• _DOCUMENT SEGMENT_:
___
Here, in the second embodiment, the connecting parts with respect
to the linking channels 143 are provided on the lower end parts of
the supplying manifolds 146. Accordingly, such a situation does not
easily occur that any air bubble remaining at an upper end part of
each of the supplying manifolds 146 flows from the linking channel
143 into the individual channel 138. Thus, in the second
embodiment, the upper surface of the returning manifold 147 is made
to be the curved surface 152, whereas the upper surface of the
supplying manifold 146 is made to be a plane, rather than a curved
surface.
Further, in the second embodiment, the curved surface 152 extends
up to a part, of the returning manifold 147, at which the discharge
port 147a is formed, as depicted in FIG. 12. Accordingly, the air
bubble inside the returning manifold 147 is easily discharged from
the discharge port 147a.
Furthermore, also in the second embodiment, the above-described
curved surface 152 can be formed by stacking the plurality of
plates which are formed with through holes which have different
shapes as projected in the up-down direction.
Although the first and second embodiments of the present disclosure
have been explained in the foregoing, the present disclosure is not
limited to or restricted by the first and second embodiments;
rather, various kinds of changes may be made on the present
disclosure, within the scope of the claims.
In the first embodiment, the curved surface 51 of the supplying
manifold 46, the curved surface 52a, 52b of the returning manifold
47 and the curved surface 53 of the bypass channel 48 are all
located at a same height. The present disclosure, however, is not
limited or restricted by this configuration.
In a first modification, as depicted in FIGS. 13 to 15, a head unit
200 is provided with a channel unit 201 wherein 6 pieces of plates
which are stacked plates 211 to 216 replace the three plates 23 to
25 stacked in the channel unit 11 of the above-described
embodiment.
Further, in the first modification, substantially a half of a
right-side part on the right side in the paper width direction of a
supplying manifold 246 is formed by allowing through holes formed
in the plates 214 to 216, 26 and 27 to overlap with a recessed part
formed in the plate 28. Further, among these plates, the three
plates 214 to 216 forms a right-side part 251a on the right side in
the paper width direction of a curved surface 251 which is the
upper surface of the supplying manifold 246.
Further, substantially a half of a left-side part on the left side
in the paper width direction of the supplying manifold 246 and a
part including a connecting part, of the bypass channel 248, with
respect to the supplying manifold 246 are formed by allowing
through holes formed in the plates 213 to 216, 26 and 27 to overlap
with a recessed part formed in the plate 28. Further, among these
plates, the three plates 213 to 215 form a left-side part 251b on
the left side in the paper width direction of the curved surface
251 which is the upper surface of the supplying manifold 246, and
form a supply-side part 253a included in the curved surface 253 as
the upper surface of the bypass channel 248 and including a
connecting part with respect to the supplying manifold 246.
Further, substantially a half of a left-side part on the left side
in the paper width direction of the returning manifold 247 and a
part including a connecting part, of the bypass channel 248, with
respect to the returning manifold 247 are formed by allowing
through holes formed in the plates 212 to 216, 26 and 27 to overlap
with a recessed part formed in the plate 28. Furthermore, among
these plates, the three plates 212 to 214 form a left-side part
252a on the left side in the paper width direction of the curved
surface 252 which is the upper surface of the returning manifold
247, and form a return-side part 253b included in the curved
surface 253 as the upper surface of the bypass channel 248 and
including a connecting part with respect to the returning manifold
247.
___
• _RECORD EXTRACTS_:
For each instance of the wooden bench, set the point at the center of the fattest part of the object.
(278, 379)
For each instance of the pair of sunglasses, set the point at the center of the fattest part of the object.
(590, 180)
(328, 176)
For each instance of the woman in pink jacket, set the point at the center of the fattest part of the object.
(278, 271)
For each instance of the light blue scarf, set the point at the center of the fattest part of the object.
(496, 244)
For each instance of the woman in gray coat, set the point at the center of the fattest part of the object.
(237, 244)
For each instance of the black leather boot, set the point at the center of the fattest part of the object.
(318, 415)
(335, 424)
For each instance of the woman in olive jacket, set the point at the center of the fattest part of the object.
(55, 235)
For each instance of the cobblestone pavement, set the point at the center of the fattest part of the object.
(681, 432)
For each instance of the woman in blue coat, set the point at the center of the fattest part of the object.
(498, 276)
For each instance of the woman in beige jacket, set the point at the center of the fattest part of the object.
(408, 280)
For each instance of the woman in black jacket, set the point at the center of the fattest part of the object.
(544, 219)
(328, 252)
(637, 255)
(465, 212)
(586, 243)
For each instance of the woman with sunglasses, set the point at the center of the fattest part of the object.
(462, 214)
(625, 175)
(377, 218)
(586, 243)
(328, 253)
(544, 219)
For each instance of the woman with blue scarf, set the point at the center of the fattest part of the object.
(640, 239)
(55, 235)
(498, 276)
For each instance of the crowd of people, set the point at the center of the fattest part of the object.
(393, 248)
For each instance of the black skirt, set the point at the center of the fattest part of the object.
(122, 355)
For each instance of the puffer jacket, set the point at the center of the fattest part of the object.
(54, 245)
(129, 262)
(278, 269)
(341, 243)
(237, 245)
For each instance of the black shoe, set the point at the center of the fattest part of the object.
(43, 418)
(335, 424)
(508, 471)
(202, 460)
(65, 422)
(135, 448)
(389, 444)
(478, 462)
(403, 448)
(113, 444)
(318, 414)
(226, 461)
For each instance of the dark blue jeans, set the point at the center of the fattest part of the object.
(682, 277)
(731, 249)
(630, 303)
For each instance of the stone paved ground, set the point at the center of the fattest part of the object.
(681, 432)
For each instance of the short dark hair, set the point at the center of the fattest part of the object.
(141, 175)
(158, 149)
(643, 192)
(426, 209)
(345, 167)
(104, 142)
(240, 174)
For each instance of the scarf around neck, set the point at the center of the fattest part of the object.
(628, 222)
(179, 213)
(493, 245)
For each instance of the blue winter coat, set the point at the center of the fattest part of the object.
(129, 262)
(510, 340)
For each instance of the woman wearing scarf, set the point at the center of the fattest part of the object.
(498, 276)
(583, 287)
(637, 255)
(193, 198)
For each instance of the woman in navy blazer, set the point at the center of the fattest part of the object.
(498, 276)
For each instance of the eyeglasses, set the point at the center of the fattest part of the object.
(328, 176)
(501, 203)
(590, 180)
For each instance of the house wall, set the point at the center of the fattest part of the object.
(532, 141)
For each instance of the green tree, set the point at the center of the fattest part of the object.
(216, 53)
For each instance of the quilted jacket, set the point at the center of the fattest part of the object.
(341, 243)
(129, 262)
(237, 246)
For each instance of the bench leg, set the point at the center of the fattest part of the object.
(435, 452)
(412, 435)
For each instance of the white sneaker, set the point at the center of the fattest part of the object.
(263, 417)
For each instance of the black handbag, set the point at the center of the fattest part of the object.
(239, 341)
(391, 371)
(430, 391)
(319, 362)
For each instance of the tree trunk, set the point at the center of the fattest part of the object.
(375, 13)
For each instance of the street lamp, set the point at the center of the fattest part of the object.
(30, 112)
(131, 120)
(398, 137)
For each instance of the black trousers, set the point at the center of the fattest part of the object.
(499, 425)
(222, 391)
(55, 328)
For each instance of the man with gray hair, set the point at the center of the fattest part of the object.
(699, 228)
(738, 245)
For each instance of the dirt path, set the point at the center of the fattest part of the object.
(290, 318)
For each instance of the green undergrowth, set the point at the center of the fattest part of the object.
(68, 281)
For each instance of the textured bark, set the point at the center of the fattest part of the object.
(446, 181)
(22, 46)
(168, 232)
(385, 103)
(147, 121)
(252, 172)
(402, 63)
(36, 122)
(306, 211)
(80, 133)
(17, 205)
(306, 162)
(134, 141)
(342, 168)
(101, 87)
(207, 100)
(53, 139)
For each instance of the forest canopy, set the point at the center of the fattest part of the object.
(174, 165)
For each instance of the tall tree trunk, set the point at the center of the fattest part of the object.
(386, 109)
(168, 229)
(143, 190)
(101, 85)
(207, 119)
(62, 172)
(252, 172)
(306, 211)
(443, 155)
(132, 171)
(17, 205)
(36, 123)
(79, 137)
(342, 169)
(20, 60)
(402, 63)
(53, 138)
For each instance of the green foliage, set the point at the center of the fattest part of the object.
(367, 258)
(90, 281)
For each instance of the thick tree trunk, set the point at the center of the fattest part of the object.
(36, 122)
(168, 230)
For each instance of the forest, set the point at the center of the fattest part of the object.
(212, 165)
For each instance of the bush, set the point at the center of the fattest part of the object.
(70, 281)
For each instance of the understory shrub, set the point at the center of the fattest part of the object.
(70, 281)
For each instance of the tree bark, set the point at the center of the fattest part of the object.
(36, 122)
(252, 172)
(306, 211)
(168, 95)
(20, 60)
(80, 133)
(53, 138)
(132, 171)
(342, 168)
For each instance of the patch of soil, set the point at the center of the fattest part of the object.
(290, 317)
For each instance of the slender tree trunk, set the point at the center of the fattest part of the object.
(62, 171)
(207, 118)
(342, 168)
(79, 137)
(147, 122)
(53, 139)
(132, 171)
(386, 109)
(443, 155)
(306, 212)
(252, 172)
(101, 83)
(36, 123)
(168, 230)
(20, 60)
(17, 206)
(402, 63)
___
• _EXERCISE INSTRUCTIONS_: In the patent excerpt, how many stacked plates in channel unit 201 of the first modification replace plates 23 to 25?

• _TASK SOLUTION_: Six plates, numbered 211 to 216.